**Exercise requirements**
Render all of the material below as a numbered list, omitting any blank lines and leaving the pictures out.

* Begin Given data *

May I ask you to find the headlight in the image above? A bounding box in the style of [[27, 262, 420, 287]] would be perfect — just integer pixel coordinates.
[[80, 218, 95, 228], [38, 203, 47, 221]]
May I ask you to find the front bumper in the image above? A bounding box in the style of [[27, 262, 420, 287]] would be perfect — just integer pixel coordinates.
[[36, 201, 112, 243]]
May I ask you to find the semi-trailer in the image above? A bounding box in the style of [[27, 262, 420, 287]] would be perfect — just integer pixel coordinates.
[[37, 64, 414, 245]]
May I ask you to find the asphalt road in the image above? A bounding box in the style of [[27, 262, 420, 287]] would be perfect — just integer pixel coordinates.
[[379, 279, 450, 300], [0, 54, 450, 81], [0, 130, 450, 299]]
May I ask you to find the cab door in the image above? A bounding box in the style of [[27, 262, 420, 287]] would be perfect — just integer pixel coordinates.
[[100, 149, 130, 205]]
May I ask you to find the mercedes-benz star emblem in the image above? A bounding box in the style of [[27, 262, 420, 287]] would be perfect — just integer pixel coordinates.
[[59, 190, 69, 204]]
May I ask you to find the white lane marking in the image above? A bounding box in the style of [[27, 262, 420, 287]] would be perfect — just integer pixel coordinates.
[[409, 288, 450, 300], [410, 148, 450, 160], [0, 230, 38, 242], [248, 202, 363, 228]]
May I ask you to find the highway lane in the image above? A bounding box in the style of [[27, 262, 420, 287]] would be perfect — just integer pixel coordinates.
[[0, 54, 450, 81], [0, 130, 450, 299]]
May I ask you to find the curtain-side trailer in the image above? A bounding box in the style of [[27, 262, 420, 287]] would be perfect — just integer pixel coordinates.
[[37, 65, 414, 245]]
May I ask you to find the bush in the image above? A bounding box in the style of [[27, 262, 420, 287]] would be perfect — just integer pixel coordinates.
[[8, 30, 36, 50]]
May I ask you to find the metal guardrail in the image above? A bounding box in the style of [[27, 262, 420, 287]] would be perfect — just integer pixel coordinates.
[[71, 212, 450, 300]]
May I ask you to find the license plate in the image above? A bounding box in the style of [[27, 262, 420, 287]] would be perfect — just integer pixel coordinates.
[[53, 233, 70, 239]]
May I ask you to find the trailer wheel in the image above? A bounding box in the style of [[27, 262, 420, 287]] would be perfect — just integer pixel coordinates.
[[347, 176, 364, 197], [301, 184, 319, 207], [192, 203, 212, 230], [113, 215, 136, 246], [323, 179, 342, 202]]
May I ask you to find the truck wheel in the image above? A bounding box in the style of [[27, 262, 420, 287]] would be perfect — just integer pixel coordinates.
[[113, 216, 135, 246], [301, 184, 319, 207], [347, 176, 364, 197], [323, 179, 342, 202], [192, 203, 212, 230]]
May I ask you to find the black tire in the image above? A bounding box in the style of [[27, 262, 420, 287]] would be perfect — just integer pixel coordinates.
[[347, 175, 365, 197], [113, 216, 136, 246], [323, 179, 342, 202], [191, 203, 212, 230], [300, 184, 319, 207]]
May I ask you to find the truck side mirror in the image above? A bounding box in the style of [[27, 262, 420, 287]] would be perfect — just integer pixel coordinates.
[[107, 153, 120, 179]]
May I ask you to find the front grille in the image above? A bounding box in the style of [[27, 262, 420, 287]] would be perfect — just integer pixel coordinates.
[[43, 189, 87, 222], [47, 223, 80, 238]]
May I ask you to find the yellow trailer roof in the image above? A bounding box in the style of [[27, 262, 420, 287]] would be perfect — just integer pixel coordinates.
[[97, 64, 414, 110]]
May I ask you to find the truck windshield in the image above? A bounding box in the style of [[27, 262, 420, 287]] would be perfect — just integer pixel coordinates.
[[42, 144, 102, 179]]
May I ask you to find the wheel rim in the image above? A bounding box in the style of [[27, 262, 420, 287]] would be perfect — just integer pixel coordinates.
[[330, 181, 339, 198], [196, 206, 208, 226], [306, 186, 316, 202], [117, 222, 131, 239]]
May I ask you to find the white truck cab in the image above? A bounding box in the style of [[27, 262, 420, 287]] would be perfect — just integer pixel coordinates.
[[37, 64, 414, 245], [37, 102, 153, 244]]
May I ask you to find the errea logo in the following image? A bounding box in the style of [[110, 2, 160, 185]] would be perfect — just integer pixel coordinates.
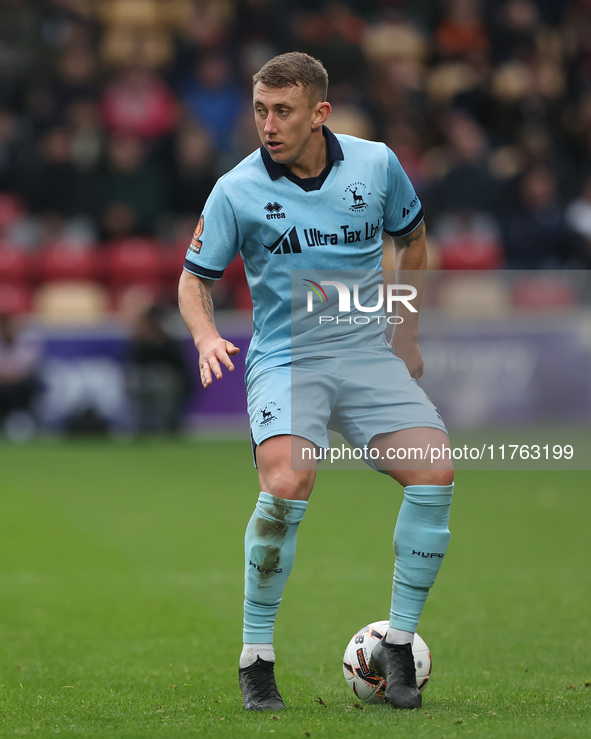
[[265, 201, 285, 221]]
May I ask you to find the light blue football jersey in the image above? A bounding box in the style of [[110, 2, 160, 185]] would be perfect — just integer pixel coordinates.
[[184, 127, 423, 375]]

* End Given data *

**Complete answer**
1. May I ask you to find the headlight in the image above? A bounding box in the style of [[27, 262, 420, 287]] would be perfect — just integer pixel coordinates.
2. [[80, 218, 95, 228], [38, 203, 47, 221]]
3. May I ask you to find the front bumper in the image above? A bounding box in the style of [[27, 262, 420, 287]] would be perfect — just integer pixel coordinates.
4. [[36, 201, 112, 243]]
5. May I ask you to find the semi-trailer in the image above? A bounding box in the style of [[27, 262, 420, 287]] would be perfect — just integer pixel coordinates.
6. [[37, 64, 414, 245]]
7. May I ask you to find the asphalt road in the image above? A bounding box in the style of [[27, 262, 420, 287]] would be perfect — just integer pixel coordinates.
8. [[379, 279, 450, 300], [0, 54, 450, 81], [0, 130, 450, 299]]
9. May I ask you to find the cab door in the image above? A bounding box in the style of [[27, 262, 420, 287]] would be perfect — just integer pixel coordinates.
10. [[100, 149, 130, 205]]
11. May I ask you to find the mercedes-benz star emblem in the image above? A bounding box in the style of [[27, 262, 420, 287]] would be perfect — just integer pixel coordinates.
12. [[59, 190, 69, 204]]
13. May I ask you to find the white lane marking in the image above? A bounding box in the style of [[27, 262, 420, 287]] would be perfect — just integer pixel coordinates.
14. [[409, 288, 450, 300], [410, 148, 450, 160], [0, 230, 38, 242], [248, 202, 363, 228]]
15. May I ask you to find the highway lane in the image above? A bounding box in the style of [[27, 262, 420, 287]] would be perfect — just integer pixel coordinates.
16. [[0, 54, 450, 81], [0, 130, 450, 299]]
17. May I ask you to find the curtain-side trailer in the image above? A bounding box in the style of [[27, 262, 420, 287]] would be perfect — just integer pixel coordinates.
18. [[37, 65, 414, 245]]
19. May I ask you to find the bush in the image above? A bounding box in the style of [[27, 262, 420, 287]] would be perfect — just integer pixel coordinates.
20. [[8, 30, 36, 50]]
21. May I ask you to find the metal guardrail in the image above? A bounding box in the style of [[27, 262, 420, 287]] would be perfect — just integer pixel coordinates.
22. [[71, 212, 450, 300]]
23. May I ask you to find the license plate in the image above? A bounding box in the style of [[27, 262, 420, 287]] would be perfect — just integer pixel coordinates.
24. [[53, 233, 70, 239]]
25. May I ask you to find the trailer wheel in the image above? A bounding box in the style of [[27, 262, 420, 287]] would be perfect — just integer pixel coordinates.
26. [[347, 176, 364, 197], [301, 184, 319, 207], [192, 203, 212, 230], [113, 215, 136, 246], [323, 179, 342, 202]]
27. May I ask you to find the truck wheel in the image above? A bounding box in the style of [[27, 262, 420, 287]] would be perfect — just integer pixel coordinates.
28. [[113, 216, 135, 246], [301, 184, 319, 207], [347, 176, 364, 197], [323, 179, 342, 202], [192, 203, 212, 230]]
29. May I ask you to find the black tire in the image above? A bounding box in the style of [[27, 262, 420, 287]] would be perfect — just integer pixel coordinates.
30. [[347, 175, 365, 197], [113, 216, 136, 246], [323, 179, 342, 202], [191, 203, 212, 230], [300, 184, 319, 207]]
31. May I ask you to find the truck side mirror in the image above? A bounding box in the style of [[27, 262, 420, 287]] would be perfect — just integer pixel coordinates.
32. [[107, 153, 120, 179]]
33. May I ask you to find the front grille in the image above? A bounding box in the style of [[27, 262, 420, 287]] would be perfect — just integer pixel coordinates.
34. [[43, 189, 87, 222], [47, 223, 80, 238]]
35. May I ask you to find the yellow trailer roof in the image above? A bounding box in the style of [[27, 262, 420, 287]] would be perfect — just integer pixel coordinates.
36. [[97, 64, 414, 110]]
37. May I ask you to find the truck windshield in the image above? A bounding box in the style of [[27, 262, 420, 287]] would be perfect — just integer pixel coordinates.
38. [[42, 144, 102, 179]]
39. May I ask you to find the wheel rim in the image above? A bounding box in the style of [[27, 262, 420, 287]] would be perfect — just integer pixel coordinates.
40. [[330, 181, 339, 198], [196, 206, 208, 226], [306, 186, 316, 202], [117, 222, 131, 239]]
41. May I ask you to find the white truck cab in the image above? A bounding box in the style of [[27, 262, 420, 287]] would be perfect — just integer pixel coordinates.
42. [[37, 64, 414, 245], [37, 102, 153, 244]]
43. May I ask you to find the errea logo in the following image? A bounding box in the style of [[110, 2, 160, 185]] would be perfect — just integer pixel coordinates.
44. [[265, 201, 285, 221]]
45. May I ask you to find the light blue football jersey in the image above? A bounding box in the style of [[110, 2, 160, 185]] would be perfect — just integer pixel coordinates.
46. [[184, 127, 423, 375]]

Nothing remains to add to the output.